== Records to use ==

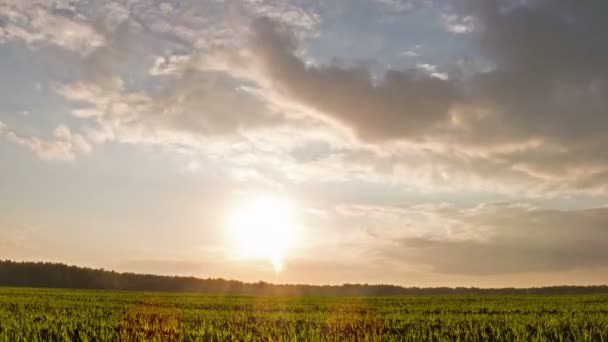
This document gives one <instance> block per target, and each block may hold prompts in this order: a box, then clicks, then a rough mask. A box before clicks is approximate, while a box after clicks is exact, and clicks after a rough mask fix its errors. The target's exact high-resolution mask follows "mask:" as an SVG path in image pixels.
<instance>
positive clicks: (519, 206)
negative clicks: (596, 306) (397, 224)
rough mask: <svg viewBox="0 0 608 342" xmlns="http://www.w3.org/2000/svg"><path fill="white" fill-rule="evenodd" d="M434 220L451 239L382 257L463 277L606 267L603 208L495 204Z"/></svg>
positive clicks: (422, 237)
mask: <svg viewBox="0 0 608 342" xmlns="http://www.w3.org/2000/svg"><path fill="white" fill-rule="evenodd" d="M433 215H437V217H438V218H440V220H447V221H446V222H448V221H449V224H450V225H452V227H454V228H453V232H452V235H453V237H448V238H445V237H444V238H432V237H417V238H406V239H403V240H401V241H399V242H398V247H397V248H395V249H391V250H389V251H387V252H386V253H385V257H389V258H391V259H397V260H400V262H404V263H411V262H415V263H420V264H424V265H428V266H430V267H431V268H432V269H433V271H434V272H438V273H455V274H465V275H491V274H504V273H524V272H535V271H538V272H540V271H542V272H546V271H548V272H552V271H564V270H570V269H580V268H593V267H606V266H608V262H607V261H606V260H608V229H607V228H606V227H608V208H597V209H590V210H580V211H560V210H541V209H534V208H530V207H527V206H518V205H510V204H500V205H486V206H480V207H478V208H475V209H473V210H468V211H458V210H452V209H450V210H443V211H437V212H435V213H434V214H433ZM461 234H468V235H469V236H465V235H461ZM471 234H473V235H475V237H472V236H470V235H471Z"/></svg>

===

Assignment:
Please pick out and copy every line of the material above that contains the string "rough". Case counts.

Task answer:
This document gives one <instance> block per target, and each block may hold prompts in this order: a box, then clicks, then a rough mask. A box before clicks is approximate, while a box after clicks is exact, and clicks after a rough mask fix its errors. The target's exact high-resolution mask follows "mask:" as an SVG path in image pixels.
rough mask: <svg viewBox="0 0 608 342" xmlns="http://www.w3.org/2000/svg"><path fill="white" fill-rule="evenodd" d="M434 220L451 239L382 257L463 277L606 267L603 208L495 204Z"/></svg>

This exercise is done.